[PASSAGE]

###

Critical minerals such as lithium, cobalt, nickel, copper, rare earth elements, and platinum group metals are essential for modern technologies. They are key to industries ranging from electronics and telecommunications to renewable energy, defence, and aerospace systems.

The global demand for these minerals has been growing, as has the competition for them.

The supply and production of these minerals is largely concentrated in the global South. Most of the world’s cobalt is produced in the Democratic Republic of Congo (DRC). It produces almost three-quarters of the global cobalt output. Australia produces nearly half of the world’s lithium. Chile accounts for another quarter of global lithium production, with China following at 18%.

China dominates the supply chain through massive investments in mining operations, particularly in Africa. It is responsible for refining 90% of rare earth elements and graphite, and 60-70% of lithium and cobalt. The United States and European Union — long-term trading partners with African nations — have also adopted policies to secure access to Africa’s resources.

The question is what African countries are doing to take advantage of this demand for these critical minerals, especially to drive their own development.

As development researchers we address this question in a special publication on the rising significance of critical minerals in Africa by the Indian Council of World Affairs. In another publication, we look at how emerging resource diplomacy may reinforce Africa’s position in the global economy as a mere source of raw materials.

We recommend that African countries determine for themselves how to benefit from this global competition. This includes developing national strategies that emphasise local value addition and benefits. Also, national strategies should begin positioning African countries to gain from their resources beyond value addition.

The competition for Africa’s critical minerals underscores the urgency of governance reforms and regional cooperation to transform mineral wealth into sustainable prosperity, avoiding another “resource curse.”

The emerging ‘New World Order’

A Chinese-led ‘New World Order’ is emerging to counter the US-led Western influence. Eastern and global South countries demonstrate this shift through groupings like BRICS and South-South cooperation in technology and development. China has strengthened its influence in the global South through initiatives such as the Belt and Road Initiative.

Launched in 2013, the Belt and Road Initiative is an ambitious infrastructure project that connects continents by land and sea. Since then, over 200 agreements have been signed with over 150 countries and 30 international organisations. The initiative has expanded China’s access to resources. This is often in exchange for infrastructure development that links mining regions to ports.

In Africa, China has invested heavily in mining and infrastructure. Its firms have spent about US$4.5 billion in lithium projects in Zimbabwe, the DRC, Mali, and Namibia. China’s strategic focus includes resource-rich countries such as the DRC, Zimbabwe, Zambia, South Africa and Ghana.

China recently marked the 80th anniversary of the end of World War II with a military parade. The parade projected China’s military strength with President Xi warning that China is “unstoppable.”

###

[EXCERPTED RECORDS]
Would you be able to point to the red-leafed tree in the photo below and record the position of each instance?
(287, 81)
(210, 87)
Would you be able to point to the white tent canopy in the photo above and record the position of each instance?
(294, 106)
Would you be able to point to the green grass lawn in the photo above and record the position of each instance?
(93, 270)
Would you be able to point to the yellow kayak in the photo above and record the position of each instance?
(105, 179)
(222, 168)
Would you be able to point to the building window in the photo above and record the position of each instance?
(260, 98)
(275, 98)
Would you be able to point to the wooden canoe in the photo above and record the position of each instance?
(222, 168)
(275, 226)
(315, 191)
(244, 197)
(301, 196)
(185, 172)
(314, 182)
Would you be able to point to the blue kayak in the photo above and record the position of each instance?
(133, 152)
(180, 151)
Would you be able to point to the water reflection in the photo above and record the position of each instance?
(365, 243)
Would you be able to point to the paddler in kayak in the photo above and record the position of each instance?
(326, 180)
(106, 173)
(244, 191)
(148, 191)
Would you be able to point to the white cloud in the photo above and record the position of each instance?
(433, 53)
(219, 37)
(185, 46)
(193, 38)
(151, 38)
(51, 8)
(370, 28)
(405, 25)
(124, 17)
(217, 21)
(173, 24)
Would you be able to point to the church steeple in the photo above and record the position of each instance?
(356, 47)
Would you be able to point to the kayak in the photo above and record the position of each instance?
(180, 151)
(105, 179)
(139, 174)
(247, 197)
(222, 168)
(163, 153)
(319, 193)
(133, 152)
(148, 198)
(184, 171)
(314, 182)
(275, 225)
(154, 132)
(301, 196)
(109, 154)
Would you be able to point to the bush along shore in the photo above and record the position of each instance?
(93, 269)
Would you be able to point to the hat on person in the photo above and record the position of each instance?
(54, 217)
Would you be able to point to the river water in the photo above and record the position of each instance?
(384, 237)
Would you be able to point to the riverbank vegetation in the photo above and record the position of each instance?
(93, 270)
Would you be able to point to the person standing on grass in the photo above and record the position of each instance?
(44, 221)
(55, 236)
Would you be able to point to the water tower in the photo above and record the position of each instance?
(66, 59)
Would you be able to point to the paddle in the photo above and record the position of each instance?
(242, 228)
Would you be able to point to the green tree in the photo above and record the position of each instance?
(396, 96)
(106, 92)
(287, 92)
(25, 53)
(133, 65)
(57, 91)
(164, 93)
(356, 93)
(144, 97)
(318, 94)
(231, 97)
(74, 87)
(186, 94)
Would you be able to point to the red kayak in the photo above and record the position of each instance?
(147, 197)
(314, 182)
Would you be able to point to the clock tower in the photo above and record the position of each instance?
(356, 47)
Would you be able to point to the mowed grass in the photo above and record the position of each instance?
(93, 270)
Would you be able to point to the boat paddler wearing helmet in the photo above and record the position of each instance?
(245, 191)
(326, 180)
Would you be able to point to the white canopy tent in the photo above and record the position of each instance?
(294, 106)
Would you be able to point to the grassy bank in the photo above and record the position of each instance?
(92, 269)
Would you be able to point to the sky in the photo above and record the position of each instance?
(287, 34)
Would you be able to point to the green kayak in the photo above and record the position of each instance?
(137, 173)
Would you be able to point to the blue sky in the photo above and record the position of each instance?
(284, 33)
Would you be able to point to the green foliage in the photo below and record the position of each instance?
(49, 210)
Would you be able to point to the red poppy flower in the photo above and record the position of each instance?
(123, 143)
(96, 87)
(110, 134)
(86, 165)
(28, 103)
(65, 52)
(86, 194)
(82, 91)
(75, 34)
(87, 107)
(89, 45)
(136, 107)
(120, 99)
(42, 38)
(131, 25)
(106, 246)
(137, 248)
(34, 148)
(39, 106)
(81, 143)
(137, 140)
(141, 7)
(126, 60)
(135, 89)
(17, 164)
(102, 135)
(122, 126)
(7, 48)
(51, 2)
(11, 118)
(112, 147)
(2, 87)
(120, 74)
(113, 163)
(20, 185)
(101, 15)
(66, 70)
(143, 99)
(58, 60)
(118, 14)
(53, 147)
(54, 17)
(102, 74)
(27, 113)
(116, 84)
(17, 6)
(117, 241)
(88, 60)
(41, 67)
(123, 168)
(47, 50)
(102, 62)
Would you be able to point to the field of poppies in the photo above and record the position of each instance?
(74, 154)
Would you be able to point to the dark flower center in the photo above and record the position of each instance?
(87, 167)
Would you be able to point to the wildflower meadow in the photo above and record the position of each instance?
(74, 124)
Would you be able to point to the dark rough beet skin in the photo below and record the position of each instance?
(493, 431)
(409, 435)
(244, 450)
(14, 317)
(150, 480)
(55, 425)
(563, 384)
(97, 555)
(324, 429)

###

[YOUR TASK] Transcribe verbatim the portion of the passage on critical minerals that begins with the words "The emerging ‘New" and ends with "and Road Initiative.". The listing has no connection to the passage on critical minerals.

[SOLUTION FOR THIS PROBLEM]
The emerging ‘New World Order’

A Chinese-led ‘New World Order’ is emerging to counter the US-led Western influence. Eastern and global South countries demonstrate this shift through groupings like BRICS and South-South cooperation in technology and development. China has strengthened its influence in the global South through initiatives such as the Belt and Road Initiative.